__Task to carry out__
Copy every line from the line with "the dune grass." through the end of the data, changing only the coordinates in the answers. Multiply each of these by 1.65 and round it to the nearest whole number, with halves rounded up.

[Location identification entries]
* * * * * * * * *

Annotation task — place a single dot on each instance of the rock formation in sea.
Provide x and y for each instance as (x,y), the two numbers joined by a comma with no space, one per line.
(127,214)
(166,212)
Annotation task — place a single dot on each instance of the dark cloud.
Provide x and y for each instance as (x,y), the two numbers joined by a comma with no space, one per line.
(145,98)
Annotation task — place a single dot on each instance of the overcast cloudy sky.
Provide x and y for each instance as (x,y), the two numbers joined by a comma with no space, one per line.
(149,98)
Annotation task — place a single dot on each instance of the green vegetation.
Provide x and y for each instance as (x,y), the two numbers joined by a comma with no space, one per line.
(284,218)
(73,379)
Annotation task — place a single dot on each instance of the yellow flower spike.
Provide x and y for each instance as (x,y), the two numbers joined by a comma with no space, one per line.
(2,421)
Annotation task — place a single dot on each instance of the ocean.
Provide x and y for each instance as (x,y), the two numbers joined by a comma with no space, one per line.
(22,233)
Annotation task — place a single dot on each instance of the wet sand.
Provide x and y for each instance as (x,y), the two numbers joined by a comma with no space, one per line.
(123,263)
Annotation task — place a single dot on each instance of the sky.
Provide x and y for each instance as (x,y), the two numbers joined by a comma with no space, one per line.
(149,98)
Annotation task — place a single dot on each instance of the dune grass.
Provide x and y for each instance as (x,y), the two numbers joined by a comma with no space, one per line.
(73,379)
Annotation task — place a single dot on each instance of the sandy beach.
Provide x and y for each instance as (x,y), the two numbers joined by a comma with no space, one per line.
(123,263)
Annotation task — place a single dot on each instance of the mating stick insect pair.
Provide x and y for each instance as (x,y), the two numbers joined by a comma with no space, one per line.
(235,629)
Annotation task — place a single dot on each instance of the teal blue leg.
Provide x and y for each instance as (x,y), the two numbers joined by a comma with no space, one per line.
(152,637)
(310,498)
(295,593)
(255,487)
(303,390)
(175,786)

* * * * * * * * *

__Result below__
Annotation task — place a single dot on each instance of the dune grass.
Provide x and y for each instance as (x,y), the two numbers joined by a comma with no space, one per line.
(120,625)
Annotation task — place a single dot on each instance of the sandy beach.
Provide x and y for each instance as (x,y), the two numbers joined by a comma with no space, one per line.
(203,434)
Annotation task — place a single dot on each instance of the mating stick insect pair.
Provide x and y for each instance as (x,y), the two numbers joined by a comma with no space, one per line.
(388,1038)
Annotation task — place a single dot on each instance of the teal blue leg.
Provide x and y for each instance as (x,y), the two numbers joined by a comma with no space, one per line.
(251,1051)
(512,822)
(487,978)
(421,804)
(500,644)
(289,1297)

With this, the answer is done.